**OBJECTIF VISÉ A**
Relevez chaque ligne des enregistrements où figure le mot « white » et recopiez-la intégralement.

**TEXTE FOURNI**
- L’alliance data qui réunit une vingtaine d’enseignes membres de l’Association Familiale Mulliez (AFM), dont Auchan, Boulanger, Décathlon, Kiabi ou Leroy Merlin, va reprendre la main sur la commercialisation de la data Valiuz en extension d'audience, jusque-là gérée par un partenaire, Gamned.
- Elle met sur pied une équipe de sales et de traders pour y arriver. Elle réfléchit également à proposer un socle de monétisation on-site commun aux enseignes Mulliez qui le voudront.
50 millions d’euros… C’est, selon nos informations, le montant levé auprès de ses actionnaires par Valiuz, l’alliance data d’une vingtaine d’enseignes membres de l’Association Familiale Mulliez (AFM) : Alinea, Auchan, Boulanger, BZB, Chronodrive, Décathlon, Electro Depot, Flunch, Gain de Malice, Jules, Kiabi, Leroy Merlin, Nhood, Norauto, Oney, Rouge Gorge, Saint-Maclou, Tape à l’Oeil, Top Office.
Une somme considérable pour une structure qui s’est lancée en 2019 mais qui avançait, jusque-là, plutôt masquée. Mais une somme qui, injectée l'été dernier, doit lui permettre de passer à la vitesse supérieure alors que ses pertes se sont creusées de 600 000 euros en 2019 à 3,39 millions d’euros en 2021. Gourmand en cash, Valiuz ne dégage, pour l’instant, que peu de revenus.

**OBJECTIF VISÉ B**
Poursuivez l'article sur Valiuz, l'alliance data des enseignes Mulliez, à partir de sa dernière phrase.

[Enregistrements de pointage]

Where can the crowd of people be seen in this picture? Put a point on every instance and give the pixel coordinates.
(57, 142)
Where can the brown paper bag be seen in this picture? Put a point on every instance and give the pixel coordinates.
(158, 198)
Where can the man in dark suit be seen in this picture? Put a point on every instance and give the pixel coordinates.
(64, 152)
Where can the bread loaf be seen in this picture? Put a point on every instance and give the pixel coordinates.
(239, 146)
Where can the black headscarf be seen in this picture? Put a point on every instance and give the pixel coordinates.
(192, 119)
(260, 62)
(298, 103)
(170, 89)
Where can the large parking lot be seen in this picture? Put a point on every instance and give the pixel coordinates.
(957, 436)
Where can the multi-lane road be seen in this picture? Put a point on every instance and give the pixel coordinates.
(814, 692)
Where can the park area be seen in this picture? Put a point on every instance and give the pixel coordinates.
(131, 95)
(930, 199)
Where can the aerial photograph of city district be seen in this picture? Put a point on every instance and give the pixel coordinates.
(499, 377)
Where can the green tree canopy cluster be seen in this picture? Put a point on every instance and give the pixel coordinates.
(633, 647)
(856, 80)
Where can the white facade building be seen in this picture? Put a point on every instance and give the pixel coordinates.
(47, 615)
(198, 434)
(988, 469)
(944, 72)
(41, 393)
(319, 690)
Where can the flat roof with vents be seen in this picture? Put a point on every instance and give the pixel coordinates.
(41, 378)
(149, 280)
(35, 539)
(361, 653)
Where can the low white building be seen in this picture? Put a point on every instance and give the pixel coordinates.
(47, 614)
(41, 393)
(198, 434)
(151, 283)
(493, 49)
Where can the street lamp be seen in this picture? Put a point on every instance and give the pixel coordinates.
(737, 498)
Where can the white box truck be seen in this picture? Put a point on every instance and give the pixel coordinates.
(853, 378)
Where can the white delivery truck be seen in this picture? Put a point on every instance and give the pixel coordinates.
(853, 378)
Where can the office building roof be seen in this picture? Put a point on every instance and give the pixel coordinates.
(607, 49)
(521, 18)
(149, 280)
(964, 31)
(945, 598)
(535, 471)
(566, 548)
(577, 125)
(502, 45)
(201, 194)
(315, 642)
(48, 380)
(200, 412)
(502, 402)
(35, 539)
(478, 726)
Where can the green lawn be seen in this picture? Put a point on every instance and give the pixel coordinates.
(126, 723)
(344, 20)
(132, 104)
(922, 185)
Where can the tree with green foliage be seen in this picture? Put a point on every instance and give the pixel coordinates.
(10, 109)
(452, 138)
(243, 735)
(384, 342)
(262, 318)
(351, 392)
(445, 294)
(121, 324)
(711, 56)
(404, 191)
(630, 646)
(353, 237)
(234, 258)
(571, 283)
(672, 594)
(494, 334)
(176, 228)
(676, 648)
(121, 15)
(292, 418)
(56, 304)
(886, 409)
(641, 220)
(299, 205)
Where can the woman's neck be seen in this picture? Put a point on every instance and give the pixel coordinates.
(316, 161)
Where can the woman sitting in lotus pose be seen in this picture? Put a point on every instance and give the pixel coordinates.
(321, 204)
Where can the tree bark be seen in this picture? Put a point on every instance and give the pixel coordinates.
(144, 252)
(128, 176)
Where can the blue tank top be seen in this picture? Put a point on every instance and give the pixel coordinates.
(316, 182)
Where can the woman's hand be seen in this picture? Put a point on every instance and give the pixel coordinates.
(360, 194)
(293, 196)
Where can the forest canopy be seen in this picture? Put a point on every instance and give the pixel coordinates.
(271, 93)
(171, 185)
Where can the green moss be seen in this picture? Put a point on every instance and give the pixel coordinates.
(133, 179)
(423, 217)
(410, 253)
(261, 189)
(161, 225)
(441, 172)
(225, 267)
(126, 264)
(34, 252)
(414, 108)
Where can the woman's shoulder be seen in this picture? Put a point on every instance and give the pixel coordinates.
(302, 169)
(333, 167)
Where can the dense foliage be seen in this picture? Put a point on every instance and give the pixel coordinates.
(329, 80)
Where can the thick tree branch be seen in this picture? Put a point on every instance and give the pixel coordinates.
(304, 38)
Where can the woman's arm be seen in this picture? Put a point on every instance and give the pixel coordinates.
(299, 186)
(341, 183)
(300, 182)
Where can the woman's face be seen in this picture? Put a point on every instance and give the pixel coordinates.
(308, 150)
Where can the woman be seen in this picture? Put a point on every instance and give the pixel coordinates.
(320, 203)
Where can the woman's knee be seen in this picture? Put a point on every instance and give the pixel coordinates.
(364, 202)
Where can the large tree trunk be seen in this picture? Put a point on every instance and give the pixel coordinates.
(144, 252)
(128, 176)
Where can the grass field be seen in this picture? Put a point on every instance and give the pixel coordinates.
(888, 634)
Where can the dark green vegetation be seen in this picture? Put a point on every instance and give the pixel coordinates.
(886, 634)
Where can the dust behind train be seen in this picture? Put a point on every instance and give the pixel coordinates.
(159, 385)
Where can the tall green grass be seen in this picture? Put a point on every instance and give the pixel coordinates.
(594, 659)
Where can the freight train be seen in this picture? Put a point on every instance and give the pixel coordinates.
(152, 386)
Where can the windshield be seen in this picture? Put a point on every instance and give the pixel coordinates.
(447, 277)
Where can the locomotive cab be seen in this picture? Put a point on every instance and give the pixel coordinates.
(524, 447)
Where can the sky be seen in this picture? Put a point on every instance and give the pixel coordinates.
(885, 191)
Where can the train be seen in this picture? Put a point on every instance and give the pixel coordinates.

**RÉSULTAT A**
Where can the white facade building be seen in this picture? Put a point on every instance and give the pixel coordinates.
Where can the low white building be seen in this picture? Put a point on every instance and give the pixel coordinates.
Where can the white box truck be seen in this picture? Put a point on every instance and give the pixel coordinates.
Where can the white delivery truck be seen in this picture? Put a point on every instance and give the pixel coordinates.

**RÉSULTAT B**
Son chiffre d’affaires plafonne autour des 2 millions d’euros et ce n’est pas une surprise parce que la structure a surtout vocation à aider les entités de l'écosystème à optimiser leur prise de décisions commerciales et marketing. Qu’il s’agisse de les conseiller dans leurs projets data, comme c’est le cas avec les enseignes les moins matures sur le sujet. Ou de mutualiser la connaissance client de chacun des partenaires, pour capitaliser sur un petit pécule de près de 50 millions d’encartés dédupliqués (la plus grosse base du marché français… et de loin).
C’est, concrètement, permettre à Décathlon de savoir que son client X, également client chez Auchan, a un jardin puisqu’il y a acheté du matériel de jardinage, et donc de comprendre qu’il est pertinent de lui pousser des offres pour faire du sport en extérieur (filet de badminton par exemple). Ou encore indiquer à Kiabi que tel client qui n’a plus effectué d’achat depuis un moment continue pourtant de se rendre dans une zone commerciale où se trouve un magasin de l’enseigne puisqu’il va chez le Auchan voisin. Et donc de comprendre que ça vaut le coup de le recontacter.
“Valiuz propose, chaque enseigne dispose”
Du plan commercial aux actions CRM, Valiuz permet donc à ses partenaires d’être beaucoup plus pertinents en mutualisant la data et en générant, par ce biais, des millions d'euros de marge supplémentaire. Mais Valiuz veut faire aujourd’hui beaucoup plus que ça. Dans son viseur, la martingale de la plupart des retailers : le retail media.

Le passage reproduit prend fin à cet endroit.